_EXTRAIT_:
────────────────────────────────────────

Par Adnane Benchakroun
Il faut parfois revenir aux évidences qu’on a tordues. Ma théorie de 2021 était simple comme du bon sens, celui qu’évoquait Ssi Jetou avec ce mélange d’ironie et de lucidité : en sortie de pandémie, il ne fallait pas commencer par une politique de l’offre, mais par une politique de la demande. Redonner du souffle à la consommation avant de stimuler la production. L’histoire économique le montre : on ne relance pas un moteur à froid en graissant les pistons du haut, mais en injectant du carburant à la base.
En 2021, le Maroc sortait d’un choc mondial. Le nouveau gouvernement, épuisé par les dépenses sanitaires et les filets sociaux d’urgence, croyait bon de miser d’abord sur l’investissement productif, la relance industrielle, les incitations fiscales, les zones d’exportation. C’était la logique d’une politique de l’offre — stimuler les entreprises pour qu’elles créent de la valeur et de l’emploi.
Mais dans une économie où la demande intérieure représente plus de 70 % du PIB, où la classe moyenne sert de baromètre et de moteur, ce choix a inversé le sens du ruissellement. On a arrosé les sommets, en espérant que la pluie descende jusqu’aux vallées. Elle ne l’a pas fait.

────────────────────────────────────────

_DONNÉES EXTRAITES_:
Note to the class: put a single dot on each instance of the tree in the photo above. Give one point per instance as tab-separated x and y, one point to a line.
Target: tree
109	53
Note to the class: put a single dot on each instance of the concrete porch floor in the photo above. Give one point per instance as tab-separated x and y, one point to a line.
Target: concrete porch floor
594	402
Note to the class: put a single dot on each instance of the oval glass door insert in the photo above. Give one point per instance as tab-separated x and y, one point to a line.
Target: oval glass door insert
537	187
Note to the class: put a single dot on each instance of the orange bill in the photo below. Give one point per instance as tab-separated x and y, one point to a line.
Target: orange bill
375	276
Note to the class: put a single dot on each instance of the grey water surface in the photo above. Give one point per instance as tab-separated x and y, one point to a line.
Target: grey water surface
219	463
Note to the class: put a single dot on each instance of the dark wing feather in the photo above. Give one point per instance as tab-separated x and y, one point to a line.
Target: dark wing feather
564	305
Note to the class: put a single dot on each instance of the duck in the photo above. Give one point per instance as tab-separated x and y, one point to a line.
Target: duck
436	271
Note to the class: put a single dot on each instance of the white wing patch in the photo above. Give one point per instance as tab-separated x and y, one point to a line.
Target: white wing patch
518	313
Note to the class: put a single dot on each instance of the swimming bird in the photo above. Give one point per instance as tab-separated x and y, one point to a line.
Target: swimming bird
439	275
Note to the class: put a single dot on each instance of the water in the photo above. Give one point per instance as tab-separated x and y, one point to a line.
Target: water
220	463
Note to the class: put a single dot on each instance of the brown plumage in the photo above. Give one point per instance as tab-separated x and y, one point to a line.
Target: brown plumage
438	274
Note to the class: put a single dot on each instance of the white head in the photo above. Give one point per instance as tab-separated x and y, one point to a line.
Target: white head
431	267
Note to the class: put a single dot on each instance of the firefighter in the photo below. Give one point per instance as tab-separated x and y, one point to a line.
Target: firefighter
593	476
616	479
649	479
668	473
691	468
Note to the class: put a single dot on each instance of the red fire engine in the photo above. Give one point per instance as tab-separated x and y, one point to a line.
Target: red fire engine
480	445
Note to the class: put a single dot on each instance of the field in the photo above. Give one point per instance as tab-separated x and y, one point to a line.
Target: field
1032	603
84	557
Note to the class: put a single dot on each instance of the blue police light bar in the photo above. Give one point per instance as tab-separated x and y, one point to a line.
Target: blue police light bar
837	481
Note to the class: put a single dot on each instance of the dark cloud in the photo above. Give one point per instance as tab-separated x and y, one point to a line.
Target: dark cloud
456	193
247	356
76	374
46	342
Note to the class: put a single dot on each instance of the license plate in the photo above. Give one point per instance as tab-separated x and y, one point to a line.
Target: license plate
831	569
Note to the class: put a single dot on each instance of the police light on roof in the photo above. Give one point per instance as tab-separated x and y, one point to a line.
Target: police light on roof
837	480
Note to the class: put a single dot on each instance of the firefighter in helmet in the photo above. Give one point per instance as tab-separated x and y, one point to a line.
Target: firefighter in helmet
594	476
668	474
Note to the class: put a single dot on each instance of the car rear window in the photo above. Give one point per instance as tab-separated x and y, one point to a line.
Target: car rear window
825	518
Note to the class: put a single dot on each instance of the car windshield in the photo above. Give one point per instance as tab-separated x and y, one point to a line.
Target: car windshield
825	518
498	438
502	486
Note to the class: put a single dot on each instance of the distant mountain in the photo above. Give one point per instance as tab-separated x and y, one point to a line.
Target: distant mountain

────────────────────────────────────────

_CONSIGNE_:
Reproduisez à l'identique le passage de l'extrait ci-dessus qui commence par les mots contenant « Par Adnane Benchakroun » et se termine par « carburant à la base. ».

_RÉPONSE RÉDIGÉE_:
Par Adnane Benchakroun
Il faut parfois revenir aux évidences qu’on a tordues. Ma théorie de 2021 était simple comme du bon sens, celui qu’évoquait Ssi Jetou avec ce mélange d’ironie et de lucidité : en sortie de pandémie, il ne fallait pas commencer par une politique de l’offre, mais par une politique de la demande. Redonner du souffle à la consommation avant de stimuler la production. L’histoire économique le montre : on ne relance pas un moteur à froid en graissant les pistons du haut, mais en injectant du carburant à la base.